Provided material:

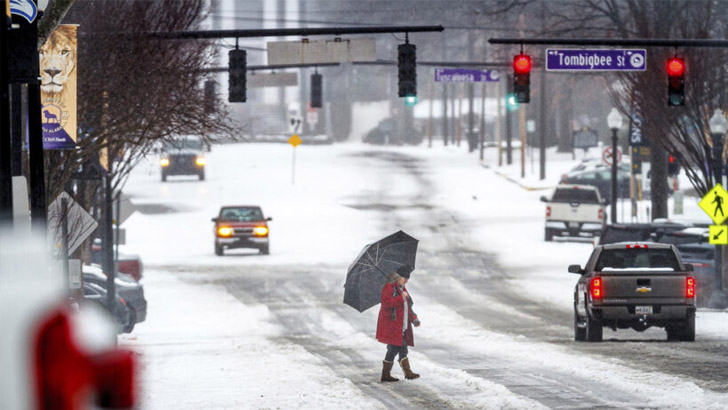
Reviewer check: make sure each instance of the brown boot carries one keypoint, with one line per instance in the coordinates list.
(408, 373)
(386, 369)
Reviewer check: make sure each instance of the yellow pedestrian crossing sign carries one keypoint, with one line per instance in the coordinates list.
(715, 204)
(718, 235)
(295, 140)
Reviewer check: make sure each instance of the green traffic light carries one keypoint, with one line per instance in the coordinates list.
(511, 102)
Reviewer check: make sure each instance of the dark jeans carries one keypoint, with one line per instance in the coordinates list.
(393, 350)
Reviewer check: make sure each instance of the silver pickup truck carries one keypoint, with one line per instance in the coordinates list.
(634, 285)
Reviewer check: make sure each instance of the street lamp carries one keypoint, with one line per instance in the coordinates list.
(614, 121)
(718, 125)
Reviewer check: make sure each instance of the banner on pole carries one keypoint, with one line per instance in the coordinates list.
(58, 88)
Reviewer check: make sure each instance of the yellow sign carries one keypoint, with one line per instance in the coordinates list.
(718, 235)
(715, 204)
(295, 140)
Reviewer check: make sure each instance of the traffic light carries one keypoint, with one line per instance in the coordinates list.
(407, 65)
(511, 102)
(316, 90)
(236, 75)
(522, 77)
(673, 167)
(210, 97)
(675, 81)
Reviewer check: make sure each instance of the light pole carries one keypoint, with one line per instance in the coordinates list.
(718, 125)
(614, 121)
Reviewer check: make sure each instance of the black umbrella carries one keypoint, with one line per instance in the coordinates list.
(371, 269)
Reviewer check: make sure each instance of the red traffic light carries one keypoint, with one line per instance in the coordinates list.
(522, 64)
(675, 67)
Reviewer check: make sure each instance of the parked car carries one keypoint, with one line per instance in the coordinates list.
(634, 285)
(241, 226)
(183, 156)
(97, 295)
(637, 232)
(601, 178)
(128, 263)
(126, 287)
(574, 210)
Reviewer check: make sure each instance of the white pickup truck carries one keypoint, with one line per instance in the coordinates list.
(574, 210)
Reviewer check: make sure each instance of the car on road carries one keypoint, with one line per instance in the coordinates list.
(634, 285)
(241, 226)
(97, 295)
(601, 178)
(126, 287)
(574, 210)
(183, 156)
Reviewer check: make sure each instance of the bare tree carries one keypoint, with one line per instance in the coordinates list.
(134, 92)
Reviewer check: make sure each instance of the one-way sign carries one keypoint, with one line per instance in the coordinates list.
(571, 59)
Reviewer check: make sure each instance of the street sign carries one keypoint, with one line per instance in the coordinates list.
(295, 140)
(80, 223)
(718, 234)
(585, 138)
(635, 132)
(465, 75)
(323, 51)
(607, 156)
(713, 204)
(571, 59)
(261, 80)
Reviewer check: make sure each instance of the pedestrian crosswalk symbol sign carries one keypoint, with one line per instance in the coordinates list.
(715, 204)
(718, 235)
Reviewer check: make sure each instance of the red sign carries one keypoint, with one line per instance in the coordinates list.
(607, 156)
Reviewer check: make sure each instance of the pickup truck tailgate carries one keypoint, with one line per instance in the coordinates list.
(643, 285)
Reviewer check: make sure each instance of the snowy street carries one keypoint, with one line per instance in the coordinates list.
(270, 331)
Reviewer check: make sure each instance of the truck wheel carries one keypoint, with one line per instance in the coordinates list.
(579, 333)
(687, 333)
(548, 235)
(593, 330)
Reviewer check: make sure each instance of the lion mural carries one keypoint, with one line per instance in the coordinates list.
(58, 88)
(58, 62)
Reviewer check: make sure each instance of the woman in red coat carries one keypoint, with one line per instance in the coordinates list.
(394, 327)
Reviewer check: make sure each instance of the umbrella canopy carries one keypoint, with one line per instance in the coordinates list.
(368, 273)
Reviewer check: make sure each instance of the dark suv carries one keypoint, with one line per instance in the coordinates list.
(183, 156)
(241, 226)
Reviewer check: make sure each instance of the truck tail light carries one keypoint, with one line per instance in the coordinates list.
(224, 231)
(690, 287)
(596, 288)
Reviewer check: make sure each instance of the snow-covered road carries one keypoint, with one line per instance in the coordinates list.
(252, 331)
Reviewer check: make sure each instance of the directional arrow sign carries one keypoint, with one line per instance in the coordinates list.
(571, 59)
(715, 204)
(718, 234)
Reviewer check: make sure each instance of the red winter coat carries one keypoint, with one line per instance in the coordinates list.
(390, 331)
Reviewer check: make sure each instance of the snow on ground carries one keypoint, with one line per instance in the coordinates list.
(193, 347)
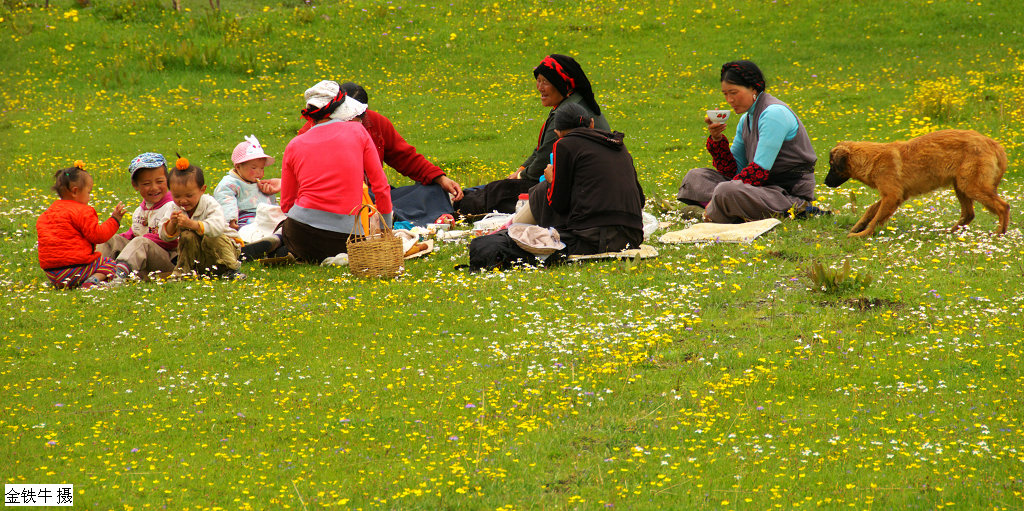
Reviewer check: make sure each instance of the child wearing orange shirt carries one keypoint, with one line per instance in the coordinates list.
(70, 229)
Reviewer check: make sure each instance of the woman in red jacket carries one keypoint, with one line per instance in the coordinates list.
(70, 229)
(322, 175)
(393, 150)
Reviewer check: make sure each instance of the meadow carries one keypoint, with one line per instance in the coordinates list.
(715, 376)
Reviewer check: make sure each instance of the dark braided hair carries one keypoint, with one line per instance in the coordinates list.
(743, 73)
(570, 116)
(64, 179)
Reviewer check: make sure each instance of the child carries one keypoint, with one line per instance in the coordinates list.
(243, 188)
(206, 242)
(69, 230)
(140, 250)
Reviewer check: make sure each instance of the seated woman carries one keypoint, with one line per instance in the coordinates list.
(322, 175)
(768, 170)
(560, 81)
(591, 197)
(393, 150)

* * *

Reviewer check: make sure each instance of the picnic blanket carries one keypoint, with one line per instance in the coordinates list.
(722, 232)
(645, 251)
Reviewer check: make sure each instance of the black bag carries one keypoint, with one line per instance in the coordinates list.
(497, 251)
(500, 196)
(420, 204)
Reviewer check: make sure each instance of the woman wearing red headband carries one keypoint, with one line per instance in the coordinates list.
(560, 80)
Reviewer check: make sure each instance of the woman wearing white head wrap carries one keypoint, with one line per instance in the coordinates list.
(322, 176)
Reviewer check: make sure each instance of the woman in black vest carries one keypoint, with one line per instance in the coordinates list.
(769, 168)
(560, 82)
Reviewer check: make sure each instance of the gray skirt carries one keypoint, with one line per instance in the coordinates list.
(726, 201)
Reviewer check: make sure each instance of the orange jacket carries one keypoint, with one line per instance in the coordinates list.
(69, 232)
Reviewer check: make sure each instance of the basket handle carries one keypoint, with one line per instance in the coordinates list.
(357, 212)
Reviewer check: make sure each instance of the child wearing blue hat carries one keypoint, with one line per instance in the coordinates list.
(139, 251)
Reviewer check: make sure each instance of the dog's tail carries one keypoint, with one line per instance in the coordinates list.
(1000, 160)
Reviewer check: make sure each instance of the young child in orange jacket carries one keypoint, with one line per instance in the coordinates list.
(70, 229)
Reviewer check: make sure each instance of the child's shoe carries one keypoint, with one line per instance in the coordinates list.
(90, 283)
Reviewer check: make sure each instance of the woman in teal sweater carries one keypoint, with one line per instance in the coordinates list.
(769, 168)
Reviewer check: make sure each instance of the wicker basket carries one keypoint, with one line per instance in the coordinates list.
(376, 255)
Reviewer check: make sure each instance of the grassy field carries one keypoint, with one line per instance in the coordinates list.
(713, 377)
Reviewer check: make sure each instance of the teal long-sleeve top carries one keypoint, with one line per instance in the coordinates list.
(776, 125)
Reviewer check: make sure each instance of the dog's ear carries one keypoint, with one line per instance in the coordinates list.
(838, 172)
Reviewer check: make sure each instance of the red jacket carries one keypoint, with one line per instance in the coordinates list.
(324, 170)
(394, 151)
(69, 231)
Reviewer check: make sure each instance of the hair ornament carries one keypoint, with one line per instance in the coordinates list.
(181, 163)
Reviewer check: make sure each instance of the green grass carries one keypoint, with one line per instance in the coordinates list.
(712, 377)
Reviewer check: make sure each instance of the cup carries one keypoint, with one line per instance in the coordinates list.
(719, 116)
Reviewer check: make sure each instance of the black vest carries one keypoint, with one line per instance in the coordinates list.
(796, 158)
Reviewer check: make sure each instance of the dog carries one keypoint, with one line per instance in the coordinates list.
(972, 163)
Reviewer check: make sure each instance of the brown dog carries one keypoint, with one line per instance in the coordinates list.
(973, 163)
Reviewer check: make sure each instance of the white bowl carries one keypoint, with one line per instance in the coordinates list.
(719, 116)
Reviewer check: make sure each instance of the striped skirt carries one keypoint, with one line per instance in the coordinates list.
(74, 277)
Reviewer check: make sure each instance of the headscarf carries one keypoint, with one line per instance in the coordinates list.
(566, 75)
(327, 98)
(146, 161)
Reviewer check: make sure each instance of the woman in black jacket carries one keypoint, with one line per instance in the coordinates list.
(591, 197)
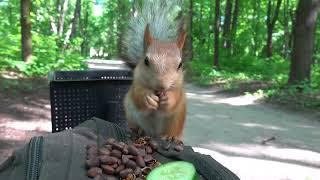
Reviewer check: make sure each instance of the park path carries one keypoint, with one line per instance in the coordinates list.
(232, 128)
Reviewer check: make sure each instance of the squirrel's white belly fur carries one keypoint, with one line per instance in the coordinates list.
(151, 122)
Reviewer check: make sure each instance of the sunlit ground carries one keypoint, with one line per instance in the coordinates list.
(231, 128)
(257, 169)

---

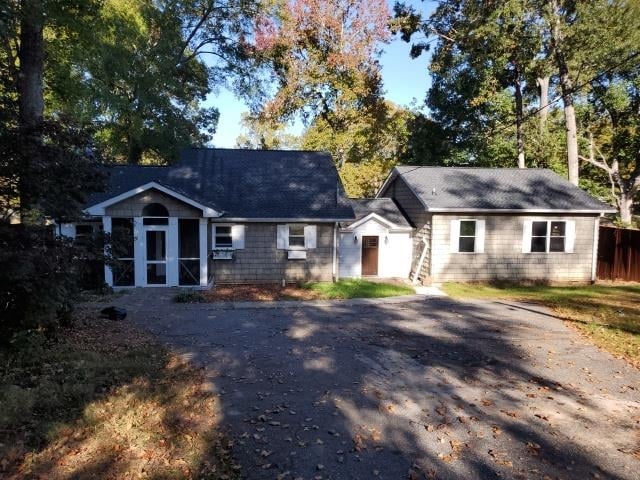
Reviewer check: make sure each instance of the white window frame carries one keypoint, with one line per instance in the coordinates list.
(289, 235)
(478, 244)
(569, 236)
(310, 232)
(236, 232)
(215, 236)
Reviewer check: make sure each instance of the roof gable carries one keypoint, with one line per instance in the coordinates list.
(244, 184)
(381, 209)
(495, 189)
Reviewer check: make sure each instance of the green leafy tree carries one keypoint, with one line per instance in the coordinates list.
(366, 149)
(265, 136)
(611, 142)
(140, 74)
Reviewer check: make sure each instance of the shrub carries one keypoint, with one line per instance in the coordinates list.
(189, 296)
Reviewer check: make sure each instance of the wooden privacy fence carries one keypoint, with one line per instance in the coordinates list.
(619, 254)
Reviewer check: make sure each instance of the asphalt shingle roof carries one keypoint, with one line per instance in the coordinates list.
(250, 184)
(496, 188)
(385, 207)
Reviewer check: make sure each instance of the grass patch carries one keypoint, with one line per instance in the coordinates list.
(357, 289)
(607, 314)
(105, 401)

Exercise aim: How many of the lines above contain the word "jacket"? Reply with the number alone.

Output for this exercise: 5